— START LISTED ENTRIES —
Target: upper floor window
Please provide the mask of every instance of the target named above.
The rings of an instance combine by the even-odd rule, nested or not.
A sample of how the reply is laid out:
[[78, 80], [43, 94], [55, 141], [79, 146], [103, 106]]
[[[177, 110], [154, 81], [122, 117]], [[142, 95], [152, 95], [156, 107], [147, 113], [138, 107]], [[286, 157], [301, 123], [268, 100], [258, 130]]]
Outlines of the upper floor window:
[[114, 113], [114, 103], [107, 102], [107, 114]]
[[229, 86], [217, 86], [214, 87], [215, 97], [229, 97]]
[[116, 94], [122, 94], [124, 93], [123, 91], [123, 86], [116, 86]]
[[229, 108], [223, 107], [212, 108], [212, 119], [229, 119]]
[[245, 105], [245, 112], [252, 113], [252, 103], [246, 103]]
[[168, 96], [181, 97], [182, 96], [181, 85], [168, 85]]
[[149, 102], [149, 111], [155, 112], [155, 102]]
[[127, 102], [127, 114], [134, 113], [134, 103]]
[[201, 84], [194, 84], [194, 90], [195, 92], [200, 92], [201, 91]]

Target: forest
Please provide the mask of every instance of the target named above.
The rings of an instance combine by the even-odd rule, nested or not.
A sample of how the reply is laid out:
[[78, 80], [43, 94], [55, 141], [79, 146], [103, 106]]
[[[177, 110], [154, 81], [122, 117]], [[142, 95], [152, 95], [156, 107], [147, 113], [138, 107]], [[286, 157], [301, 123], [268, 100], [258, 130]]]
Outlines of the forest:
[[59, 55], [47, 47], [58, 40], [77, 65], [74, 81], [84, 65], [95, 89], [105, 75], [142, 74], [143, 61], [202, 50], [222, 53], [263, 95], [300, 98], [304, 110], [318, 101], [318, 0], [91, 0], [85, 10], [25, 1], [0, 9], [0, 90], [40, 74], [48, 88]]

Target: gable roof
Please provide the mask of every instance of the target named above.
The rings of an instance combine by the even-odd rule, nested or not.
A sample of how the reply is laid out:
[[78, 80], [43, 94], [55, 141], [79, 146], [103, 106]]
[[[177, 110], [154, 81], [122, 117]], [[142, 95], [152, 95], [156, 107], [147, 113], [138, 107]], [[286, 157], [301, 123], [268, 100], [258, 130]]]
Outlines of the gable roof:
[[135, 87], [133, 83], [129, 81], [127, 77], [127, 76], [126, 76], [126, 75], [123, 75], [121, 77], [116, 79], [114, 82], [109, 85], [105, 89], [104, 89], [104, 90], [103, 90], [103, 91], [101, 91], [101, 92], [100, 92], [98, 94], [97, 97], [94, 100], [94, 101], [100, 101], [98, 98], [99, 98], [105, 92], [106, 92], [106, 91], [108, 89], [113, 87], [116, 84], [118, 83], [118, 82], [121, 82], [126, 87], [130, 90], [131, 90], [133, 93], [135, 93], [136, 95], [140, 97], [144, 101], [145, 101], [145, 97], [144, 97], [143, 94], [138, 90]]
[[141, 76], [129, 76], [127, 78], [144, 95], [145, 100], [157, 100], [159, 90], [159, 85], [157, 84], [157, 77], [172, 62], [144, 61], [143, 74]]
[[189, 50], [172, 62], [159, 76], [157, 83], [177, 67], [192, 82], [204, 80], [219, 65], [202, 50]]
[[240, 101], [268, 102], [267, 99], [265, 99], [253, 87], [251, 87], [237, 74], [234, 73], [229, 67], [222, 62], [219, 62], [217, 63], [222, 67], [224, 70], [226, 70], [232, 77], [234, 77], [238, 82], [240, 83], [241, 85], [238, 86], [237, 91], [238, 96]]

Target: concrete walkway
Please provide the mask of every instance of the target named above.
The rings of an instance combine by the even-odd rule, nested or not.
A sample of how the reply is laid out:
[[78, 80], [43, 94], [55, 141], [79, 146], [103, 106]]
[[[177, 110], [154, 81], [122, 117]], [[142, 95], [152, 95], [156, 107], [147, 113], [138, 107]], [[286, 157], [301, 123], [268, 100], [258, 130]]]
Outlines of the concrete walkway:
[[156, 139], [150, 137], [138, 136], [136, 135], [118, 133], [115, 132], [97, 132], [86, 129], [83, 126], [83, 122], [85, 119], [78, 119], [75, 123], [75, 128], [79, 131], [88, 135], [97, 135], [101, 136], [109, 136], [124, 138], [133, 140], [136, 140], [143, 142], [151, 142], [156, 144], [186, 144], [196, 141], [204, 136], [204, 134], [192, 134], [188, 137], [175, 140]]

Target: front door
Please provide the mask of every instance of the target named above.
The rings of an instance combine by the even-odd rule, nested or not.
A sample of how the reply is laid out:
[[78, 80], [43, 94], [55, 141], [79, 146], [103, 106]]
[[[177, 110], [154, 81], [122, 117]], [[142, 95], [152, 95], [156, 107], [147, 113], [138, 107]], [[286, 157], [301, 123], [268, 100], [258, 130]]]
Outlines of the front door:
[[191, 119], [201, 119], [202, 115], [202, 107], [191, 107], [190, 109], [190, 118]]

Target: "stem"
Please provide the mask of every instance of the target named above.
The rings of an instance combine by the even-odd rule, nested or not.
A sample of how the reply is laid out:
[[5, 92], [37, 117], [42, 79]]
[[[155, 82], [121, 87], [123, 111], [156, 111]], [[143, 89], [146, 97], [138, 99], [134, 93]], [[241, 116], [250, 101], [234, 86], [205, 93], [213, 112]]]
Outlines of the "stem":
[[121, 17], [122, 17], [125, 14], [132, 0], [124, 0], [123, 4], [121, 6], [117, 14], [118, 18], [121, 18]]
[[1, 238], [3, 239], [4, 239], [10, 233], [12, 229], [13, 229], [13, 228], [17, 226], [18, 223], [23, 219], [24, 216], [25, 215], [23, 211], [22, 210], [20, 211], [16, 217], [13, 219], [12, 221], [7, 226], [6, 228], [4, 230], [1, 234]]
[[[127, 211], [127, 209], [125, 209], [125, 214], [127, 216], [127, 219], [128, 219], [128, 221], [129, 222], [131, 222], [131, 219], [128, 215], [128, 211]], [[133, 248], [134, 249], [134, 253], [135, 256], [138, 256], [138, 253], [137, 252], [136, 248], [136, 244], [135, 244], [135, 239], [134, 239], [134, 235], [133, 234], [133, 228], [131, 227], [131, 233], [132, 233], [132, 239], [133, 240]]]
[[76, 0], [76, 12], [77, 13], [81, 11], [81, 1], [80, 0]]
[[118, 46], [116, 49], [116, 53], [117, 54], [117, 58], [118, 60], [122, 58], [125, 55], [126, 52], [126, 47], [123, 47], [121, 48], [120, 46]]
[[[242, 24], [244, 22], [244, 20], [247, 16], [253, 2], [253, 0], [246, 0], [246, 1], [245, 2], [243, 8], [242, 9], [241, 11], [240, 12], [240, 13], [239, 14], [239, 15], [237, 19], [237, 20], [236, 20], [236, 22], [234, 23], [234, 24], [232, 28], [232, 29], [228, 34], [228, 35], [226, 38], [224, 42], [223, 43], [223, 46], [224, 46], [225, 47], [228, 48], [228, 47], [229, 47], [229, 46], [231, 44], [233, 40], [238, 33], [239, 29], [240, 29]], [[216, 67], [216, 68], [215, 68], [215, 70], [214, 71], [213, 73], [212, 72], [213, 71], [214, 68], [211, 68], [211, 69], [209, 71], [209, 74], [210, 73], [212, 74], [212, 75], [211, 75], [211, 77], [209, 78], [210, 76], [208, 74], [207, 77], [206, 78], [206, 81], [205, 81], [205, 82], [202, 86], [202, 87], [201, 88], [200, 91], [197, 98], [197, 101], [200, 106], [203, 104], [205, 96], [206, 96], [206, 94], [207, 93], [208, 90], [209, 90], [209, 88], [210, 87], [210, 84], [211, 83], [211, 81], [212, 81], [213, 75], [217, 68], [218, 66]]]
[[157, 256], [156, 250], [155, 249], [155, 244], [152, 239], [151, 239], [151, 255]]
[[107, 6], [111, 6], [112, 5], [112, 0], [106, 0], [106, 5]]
— END LISTED ENTRIES —
◆ PROBLEM STATEMENT:
Please echo the data starting at the line containing "Target: front door" and ending at the line containing "109], [190, 118]]", both lines included.

◆ THE RESULT:
Target: front door
Please provide the mask of every instance of the target named above.
The rings of an instance combine by the even-odd rule, nested or not.
A sample of how the reply is laid out:
[[78, 80], [43, 94], [55, 141], [79, 146], [103, 106]]
[[[177, 110], [154, 81], [122, 117]], [[142, 95], [152, 95], [156, 107], [147, 113], [138, 107]], [[286, 157], [301, 123], [268, 100], [258, 130]]]
Outlines of the front door:
[[191, 119], [201, 119], [202, 115], [202, 107], [191, 107], [190, 109], [190, 118]]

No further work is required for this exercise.